* **Trecho selecionado**:
Artigo debate interesses por trás da revitalização do Centro Histórico de Curitiba

RiachueloO artigo Riachuelo: da (in)visibilidade de uma rua reinventada a indícios de uma gentrificação em construção de Andrei Mikhail Zaiatz Crestani, do doutorando em Arquitetura e Urbanismo na USP-São Carlos,  analisa o caso da Rua Riachuelo, uma das principais do Centro Histórico de Curitiba. Recentemente, a região passou por uma revitalização, iniciativa que se mostra frequente nos bairros e ruas históricas dos grandes centros urbanos. Andrei aponta o crescente processo de gentrificação e enobrecimento da região, que fatalmente provocará a expulsão silenciosa da população das redondezas da Riachuelo.

Confira o artigo na página 49 da edição número 16 da revista eletrônica E-metrópolis

Leia abaixo o resumo do artigo:

Centros urbanos são espaços que recorrentemente recebem propostas de recuperação devido à degradação ou subutilização gerada pelo desinvestimento público e abandono da população. A renovação urbana tem sido sinônimo de processos de gentrificação, os quais resultam no enobrecimento desses locais e consequente “expulsão” silenciosa da população. Neste artigo Andrei Mikhail Zaiatz Crestani avalia o caso da rua Riachuelo em Curitiba, a qual desde 2009 passa por uma renovação socioespacial e econômica expressa na agenda dos seus projetos. São exploradas as contribuições teóricas de Hamnnet (2003), Smith (2002; 2006), Vargas e Castilho (2009) e demais autores que se debruçam sobre o fenômeno. Os efeitos do processo de recuperação urbana da Riachuelo ainda não são totalmente visíveis, mas é perceptível que tal movimento se construiu a partir de ações pautadas em um planejamento no qual a gentrificação se apresenta como estratégia de políticas urbanas e não apenas como um fenômeno “inesperado”.

* **Enunciado da tarefa**: Copie, do texto sobre a Rua Riachuelo acima, o trecho que começa nas palavras "RiachueloO artigo Riachuelo: da" e para logo depois de "redondezas da Riachuelo.".

* **Trechos da listagem**:
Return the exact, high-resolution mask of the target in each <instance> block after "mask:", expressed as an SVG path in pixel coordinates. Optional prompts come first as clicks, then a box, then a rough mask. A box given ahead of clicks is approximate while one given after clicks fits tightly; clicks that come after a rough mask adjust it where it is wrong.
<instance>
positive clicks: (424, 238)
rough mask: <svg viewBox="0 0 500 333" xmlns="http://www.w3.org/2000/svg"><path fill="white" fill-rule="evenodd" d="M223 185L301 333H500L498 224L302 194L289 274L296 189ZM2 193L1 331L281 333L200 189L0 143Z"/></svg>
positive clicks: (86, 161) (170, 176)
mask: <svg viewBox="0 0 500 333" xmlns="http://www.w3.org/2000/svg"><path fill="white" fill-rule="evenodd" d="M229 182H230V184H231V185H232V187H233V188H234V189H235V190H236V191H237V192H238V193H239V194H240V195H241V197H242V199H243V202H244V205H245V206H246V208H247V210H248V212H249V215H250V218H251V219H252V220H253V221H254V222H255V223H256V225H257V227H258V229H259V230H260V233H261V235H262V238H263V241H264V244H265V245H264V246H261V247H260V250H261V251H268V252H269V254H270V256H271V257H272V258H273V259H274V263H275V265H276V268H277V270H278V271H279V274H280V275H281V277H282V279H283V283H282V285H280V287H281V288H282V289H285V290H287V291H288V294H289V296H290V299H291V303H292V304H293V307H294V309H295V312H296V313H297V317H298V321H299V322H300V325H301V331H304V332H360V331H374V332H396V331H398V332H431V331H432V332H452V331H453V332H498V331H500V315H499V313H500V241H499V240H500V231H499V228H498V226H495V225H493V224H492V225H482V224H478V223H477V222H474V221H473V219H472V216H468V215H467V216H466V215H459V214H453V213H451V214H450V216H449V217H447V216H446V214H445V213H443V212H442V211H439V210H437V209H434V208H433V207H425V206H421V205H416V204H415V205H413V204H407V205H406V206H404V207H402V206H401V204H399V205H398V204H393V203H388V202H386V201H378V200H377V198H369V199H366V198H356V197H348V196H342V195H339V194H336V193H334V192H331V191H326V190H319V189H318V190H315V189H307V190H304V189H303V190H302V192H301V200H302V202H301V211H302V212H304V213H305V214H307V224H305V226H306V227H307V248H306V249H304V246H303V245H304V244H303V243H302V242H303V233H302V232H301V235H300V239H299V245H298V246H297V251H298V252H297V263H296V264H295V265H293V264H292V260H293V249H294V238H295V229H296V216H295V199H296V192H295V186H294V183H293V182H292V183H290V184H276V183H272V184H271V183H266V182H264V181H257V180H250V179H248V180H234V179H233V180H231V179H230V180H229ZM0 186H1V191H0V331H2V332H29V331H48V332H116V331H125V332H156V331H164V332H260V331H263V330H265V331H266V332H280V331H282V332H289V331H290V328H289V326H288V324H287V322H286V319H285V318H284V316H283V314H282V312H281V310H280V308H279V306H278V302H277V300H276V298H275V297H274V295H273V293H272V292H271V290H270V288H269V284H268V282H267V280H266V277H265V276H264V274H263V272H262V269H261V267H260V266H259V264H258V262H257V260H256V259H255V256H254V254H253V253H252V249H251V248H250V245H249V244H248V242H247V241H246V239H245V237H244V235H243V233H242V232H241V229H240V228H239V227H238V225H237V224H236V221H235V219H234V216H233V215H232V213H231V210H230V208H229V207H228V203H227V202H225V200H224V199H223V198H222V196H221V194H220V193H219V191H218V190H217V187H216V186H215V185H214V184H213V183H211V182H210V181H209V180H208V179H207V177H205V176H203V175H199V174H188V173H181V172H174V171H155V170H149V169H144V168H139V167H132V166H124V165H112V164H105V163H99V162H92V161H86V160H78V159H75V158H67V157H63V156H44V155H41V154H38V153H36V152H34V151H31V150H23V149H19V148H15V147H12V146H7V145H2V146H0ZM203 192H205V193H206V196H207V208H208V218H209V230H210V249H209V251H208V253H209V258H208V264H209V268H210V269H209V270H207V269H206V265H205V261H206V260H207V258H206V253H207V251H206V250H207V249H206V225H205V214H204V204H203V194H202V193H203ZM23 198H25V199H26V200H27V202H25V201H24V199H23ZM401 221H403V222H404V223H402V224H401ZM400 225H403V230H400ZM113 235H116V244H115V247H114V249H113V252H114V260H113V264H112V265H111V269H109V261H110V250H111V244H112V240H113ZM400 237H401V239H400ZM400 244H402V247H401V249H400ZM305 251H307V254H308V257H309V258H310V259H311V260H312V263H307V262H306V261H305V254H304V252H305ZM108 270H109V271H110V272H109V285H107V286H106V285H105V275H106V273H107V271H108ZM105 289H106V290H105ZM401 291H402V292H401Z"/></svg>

* **Resposta da tarefa**:
RiachueloO artigo Riachuelo: da (in)visibilidade de uma rua reinventada a indícios de uma gentrificação em construção de Andrei Mikhail Zaiatz Crestani, do doutorando em Arquitetura e Urbanismo na USP-São Carlos,  analisa o caso da Rua Riachuelo, uma das principais do Centro Histórico de Curitiba. Recentemente, a região passou por uma revitalização, iniciativa que se mostra frequente nos bairros e ruas históricas dos grandes centros urbanos. Andrei aponta o crescente processo de gentrificação e enobrecimento da região, que fatalmente provocará a expulsão silenciosa da população das redondezas da Riachuelo.